For example, your local HOA may cause you agita from time to time, but is unlikely to turn into the Ministry of Truth. Wikipedia, on the other hand, had no choice but to evolve into precisely that. As the premiere starting blocks for all online “research,” her new legion of gatekeepers understand their unspoken role.
Because the eyes of the world were upon them, they must ensure that all topics with political implications be ruthlessly policed for badthink and wrongthink. If not, visitors may be exposed to the “wrong” kinds of facts, cite the “bad” books, share “enemy” propaganda instead of the friendly kind. A billion lazy homework assignments around the world were at stake.
Won’t somebody please think of the children?!
Her developmental path to this tyrannical form was a cattle chute all along, even if her bovine conjurers didn’t know it. Some well-meaning but naïve souls will mourn this outcome. To them I say:
What sheep doth lament the denuding of the wolf?
Still others will claim that Wikipedia is still useful, so long as the subject matter is “non-political.” To them I say:
Pray tell, which matters escape the politician’s greedy paw, in this day and age?
And how fewer doth thou notice by the hour?
Thus spake Bisonius.
If you’d asked me a month prior to my flaming vision in the garden, I would have given more or less the same responses above, but delivered amiably and in measured tones. Ditto for describing propaganda outlets in general; those are lamentable, for sure, but the unavoidable outcome whenever humans come into regular contact with large structures. Wikipedia was just another failed vision of Webtopia. I could get passionate about a variety of subjects, but utopic internet projects wasn’t one of them. It was just one of those inevitable failure nodes, that would tease a wink and a shrug from me at best.
But now?
Now Wikipedia was some evil alien queen I was hate-fucking, to trick people into thinking they were talking to demons.

• [STORED DATA]

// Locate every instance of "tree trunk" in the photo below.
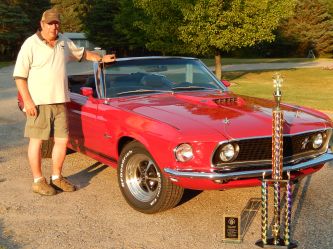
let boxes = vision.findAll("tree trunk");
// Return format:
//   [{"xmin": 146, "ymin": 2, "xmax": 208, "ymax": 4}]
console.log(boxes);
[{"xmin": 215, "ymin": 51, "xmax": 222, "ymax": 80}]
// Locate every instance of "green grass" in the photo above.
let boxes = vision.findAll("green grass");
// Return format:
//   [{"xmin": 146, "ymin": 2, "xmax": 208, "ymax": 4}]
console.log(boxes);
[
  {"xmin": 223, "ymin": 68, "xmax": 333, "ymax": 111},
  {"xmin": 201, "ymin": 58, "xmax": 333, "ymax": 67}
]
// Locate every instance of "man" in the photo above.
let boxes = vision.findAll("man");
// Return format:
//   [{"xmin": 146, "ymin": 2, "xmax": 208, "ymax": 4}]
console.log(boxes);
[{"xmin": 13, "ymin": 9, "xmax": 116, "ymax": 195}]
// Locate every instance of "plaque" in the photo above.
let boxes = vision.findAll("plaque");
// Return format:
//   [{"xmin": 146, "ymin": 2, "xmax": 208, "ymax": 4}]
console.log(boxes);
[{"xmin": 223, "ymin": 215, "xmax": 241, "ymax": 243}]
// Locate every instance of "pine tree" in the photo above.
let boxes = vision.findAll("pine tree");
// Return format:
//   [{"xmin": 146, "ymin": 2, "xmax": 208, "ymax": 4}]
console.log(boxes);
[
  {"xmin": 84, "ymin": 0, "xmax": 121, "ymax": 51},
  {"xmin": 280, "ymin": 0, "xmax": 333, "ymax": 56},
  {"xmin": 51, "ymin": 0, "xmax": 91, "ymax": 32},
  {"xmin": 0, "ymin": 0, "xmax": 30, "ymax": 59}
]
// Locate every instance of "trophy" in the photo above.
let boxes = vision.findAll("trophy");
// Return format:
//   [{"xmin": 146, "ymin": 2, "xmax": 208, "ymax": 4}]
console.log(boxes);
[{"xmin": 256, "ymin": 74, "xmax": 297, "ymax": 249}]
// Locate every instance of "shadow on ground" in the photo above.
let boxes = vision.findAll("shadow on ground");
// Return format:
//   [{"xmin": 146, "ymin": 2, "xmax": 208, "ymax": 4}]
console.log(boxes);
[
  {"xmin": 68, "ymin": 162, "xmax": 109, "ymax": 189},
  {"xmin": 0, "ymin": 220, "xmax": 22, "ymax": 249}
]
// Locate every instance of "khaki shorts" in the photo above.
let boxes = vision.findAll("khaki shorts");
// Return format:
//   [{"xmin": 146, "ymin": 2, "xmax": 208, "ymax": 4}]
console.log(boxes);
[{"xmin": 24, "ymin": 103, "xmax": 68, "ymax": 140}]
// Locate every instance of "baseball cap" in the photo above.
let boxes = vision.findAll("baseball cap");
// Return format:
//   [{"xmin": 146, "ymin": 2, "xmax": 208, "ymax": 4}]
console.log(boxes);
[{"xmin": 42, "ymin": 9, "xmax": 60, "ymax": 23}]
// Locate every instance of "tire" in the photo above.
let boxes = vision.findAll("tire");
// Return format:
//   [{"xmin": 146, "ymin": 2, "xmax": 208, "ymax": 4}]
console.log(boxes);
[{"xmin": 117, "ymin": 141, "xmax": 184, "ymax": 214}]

* * *

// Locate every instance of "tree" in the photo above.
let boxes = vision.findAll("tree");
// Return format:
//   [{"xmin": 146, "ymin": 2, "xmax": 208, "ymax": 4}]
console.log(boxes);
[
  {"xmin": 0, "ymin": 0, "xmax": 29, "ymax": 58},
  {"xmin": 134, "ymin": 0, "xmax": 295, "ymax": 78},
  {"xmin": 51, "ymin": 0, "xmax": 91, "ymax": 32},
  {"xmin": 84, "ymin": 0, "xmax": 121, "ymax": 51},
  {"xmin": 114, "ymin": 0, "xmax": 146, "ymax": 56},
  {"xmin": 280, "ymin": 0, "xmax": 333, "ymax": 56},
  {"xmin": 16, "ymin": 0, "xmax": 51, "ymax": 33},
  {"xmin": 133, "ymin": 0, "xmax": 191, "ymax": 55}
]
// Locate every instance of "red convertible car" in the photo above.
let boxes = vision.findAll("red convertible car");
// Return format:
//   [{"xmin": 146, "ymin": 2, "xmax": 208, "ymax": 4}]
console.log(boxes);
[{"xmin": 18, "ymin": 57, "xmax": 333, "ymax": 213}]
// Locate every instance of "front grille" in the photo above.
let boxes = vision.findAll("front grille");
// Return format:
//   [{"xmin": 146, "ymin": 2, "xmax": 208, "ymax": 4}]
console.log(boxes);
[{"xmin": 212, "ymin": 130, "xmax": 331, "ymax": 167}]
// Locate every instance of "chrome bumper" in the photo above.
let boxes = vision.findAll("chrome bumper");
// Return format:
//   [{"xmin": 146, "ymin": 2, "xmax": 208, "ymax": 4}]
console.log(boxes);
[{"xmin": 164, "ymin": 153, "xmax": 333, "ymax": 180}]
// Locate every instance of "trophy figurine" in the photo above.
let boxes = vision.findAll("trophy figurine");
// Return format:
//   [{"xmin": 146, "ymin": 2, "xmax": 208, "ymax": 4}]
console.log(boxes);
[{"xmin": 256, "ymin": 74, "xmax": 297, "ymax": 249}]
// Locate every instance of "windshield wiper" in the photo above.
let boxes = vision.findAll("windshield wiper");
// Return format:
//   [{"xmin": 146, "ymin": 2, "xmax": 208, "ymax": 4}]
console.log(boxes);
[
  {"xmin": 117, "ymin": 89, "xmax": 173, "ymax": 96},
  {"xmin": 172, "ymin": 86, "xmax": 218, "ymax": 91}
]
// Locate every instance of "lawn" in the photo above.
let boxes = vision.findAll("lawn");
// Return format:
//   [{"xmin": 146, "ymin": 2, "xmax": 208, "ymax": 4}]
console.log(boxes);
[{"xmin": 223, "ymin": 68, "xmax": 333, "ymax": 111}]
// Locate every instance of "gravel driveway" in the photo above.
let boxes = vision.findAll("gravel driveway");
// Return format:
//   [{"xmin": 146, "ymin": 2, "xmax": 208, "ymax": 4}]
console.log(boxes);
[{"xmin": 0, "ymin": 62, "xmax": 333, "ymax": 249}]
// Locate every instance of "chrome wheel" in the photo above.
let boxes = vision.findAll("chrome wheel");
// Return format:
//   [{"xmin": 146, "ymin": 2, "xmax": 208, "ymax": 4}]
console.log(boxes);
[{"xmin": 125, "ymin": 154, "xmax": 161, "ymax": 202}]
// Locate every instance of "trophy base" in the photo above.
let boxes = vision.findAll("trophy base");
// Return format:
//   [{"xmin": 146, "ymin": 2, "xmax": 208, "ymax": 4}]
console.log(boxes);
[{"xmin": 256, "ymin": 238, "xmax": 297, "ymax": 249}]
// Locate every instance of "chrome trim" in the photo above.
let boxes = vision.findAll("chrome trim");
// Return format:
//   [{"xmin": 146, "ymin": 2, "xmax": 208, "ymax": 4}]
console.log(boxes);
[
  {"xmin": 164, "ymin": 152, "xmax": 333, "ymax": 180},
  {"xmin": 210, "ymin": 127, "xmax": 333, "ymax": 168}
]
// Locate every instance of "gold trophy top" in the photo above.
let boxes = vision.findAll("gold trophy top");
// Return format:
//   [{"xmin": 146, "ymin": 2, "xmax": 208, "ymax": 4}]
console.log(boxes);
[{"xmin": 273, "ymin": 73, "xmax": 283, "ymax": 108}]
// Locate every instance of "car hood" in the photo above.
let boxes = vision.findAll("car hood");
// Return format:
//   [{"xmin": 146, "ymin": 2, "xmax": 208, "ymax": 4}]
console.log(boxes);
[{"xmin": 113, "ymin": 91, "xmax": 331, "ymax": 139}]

--

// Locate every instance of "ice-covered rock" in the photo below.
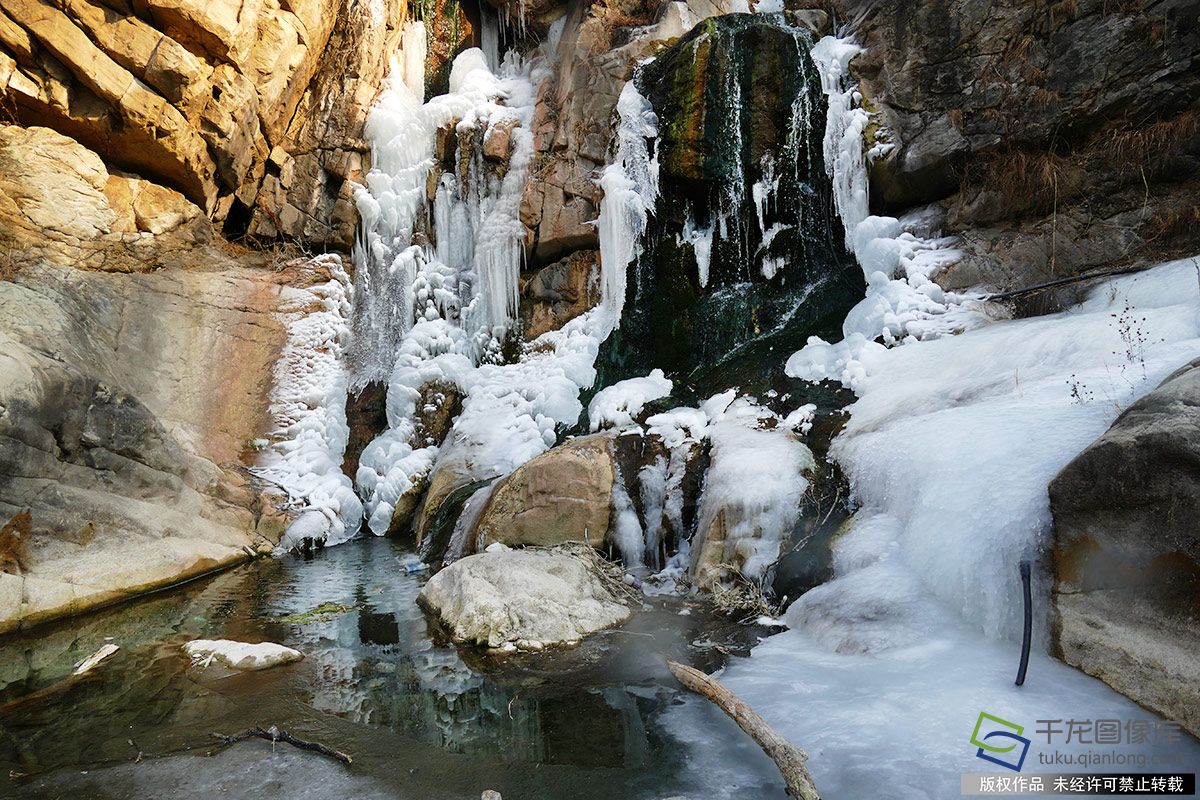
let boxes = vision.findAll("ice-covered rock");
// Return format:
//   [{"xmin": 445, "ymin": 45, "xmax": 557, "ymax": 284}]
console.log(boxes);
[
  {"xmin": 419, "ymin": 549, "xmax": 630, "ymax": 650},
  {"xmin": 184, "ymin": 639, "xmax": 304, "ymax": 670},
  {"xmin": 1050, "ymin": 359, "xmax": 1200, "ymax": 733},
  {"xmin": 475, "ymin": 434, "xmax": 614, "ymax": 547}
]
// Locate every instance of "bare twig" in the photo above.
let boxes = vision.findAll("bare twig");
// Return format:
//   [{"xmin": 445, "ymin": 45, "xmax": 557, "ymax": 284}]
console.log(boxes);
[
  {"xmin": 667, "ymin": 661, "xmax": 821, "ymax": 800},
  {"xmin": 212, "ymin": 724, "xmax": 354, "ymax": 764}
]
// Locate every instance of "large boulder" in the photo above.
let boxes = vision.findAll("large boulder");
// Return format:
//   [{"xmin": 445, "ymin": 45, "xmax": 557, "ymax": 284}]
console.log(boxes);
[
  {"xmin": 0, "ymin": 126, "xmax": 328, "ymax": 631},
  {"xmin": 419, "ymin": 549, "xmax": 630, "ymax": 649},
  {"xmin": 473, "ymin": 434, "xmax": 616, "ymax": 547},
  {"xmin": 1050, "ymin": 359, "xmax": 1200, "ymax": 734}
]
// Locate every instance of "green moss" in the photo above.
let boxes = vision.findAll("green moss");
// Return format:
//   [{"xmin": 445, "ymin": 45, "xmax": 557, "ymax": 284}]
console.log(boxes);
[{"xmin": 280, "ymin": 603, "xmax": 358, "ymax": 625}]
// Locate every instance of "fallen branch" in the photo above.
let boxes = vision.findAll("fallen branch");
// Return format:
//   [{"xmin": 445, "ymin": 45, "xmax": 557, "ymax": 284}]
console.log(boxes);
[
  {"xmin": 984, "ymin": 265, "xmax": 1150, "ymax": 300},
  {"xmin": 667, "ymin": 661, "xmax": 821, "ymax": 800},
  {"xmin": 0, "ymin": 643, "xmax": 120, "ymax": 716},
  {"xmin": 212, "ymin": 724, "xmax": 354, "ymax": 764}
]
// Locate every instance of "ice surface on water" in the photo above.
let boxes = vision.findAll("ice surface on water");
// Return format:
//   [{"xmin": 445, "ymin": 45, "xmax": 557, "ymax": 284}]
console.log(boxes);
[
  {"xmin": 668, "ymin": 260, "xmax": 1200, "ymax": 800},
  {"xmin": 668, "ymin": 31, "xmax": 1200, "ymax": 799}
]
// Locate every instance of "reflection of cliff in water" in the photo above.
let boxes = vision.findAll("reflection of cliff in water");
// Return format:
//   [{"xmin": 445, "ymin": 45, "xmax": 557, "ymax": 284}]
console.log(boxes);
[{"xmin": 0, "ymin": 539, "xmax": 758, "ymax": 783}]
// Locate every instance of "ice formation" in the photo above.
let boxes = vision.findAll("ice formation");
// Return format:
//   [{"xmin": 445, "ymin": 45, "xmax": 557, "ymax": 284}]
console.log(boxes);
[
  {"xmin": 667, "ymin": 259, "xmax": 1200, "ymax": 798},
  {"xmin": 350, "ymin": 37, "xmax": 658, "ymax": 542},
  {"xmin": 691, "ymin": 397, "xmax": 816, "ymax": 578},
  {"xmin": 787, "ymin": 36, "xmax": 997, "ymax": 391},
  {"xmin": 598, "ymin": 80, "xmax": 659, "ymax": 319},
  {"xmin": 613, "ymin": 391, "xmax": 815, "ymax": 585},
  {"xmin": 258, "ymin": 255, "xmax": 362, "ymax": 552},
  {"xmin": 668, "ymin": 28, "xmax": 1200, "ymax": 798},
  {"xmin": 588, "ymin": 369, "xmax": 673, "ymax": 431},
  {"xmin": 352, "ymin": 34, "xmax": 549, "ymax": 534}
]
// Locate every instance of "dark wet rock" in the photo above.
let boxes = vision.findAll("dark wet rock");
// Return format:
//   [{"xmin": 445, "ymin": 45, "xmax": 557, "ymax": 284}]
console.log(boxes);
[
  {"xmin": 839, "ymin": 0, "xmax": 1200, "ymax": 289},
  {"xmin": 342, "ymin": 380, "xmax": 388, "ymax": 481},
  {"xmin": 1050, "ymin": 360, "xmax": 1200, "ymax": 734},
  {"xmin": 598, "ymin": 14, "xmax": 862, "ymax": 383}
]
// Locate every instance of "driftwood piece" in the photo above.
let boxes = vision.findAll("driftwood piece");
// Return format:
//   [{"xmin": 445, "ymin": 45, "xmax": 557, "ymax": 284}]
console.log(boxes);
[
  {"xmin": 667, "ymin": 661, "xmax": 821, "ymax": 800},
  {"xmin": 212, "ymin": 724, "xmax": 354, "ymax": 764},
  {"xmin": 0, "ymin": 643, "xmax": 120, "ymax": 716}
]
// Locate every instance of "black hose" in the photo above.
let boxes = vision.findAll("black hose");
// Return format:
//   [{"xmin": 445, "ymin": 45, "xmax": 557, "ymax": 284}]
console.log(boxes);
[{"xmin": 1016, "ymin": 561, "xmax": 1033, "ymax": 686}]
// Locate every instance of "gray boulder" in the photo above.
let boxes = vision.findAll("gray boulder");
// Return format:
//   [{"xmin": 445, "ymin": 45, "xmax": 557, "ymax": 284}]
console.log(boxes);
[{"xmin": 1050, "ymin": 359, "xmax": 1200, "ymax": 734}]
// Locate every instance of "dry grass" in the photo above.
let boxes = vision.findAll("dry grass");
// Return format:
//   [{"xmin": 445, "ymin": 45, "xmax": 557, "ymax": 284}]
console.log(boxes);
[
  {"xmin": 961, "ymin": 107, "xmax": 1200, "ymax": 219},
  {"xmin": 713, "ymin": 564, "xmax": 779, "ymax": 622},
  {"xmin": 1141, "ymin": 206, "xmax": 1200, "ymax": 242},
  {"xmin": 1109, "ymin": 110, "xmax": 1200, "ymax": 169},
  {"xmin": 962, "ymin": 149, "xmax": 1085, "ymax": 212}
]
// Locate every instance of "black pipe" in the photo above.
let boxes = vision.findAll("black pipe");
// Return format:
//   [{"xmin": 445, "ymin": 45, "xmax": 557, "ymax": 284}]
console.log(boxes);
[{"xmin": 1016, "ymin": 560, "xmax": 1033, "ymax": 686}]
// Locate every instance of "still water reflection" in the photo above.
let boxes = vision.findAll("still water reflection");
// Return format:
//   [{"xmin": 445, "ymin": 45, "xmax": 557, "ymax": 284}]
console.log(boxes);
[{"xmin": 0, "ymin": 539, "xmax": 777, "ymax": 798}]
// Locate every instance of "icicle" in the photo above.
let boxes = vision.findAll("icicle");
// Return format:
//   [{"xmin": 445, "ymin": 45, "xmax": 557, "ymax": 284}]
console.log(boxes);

• [TO BE DONE]
In the Wikipedia passage, what does the writer say Wikipedia had no choice but to evolve into? The records have no connection to the Wikipedia passage.

• [WORKED SOLUTION]
The Ministry of Truth.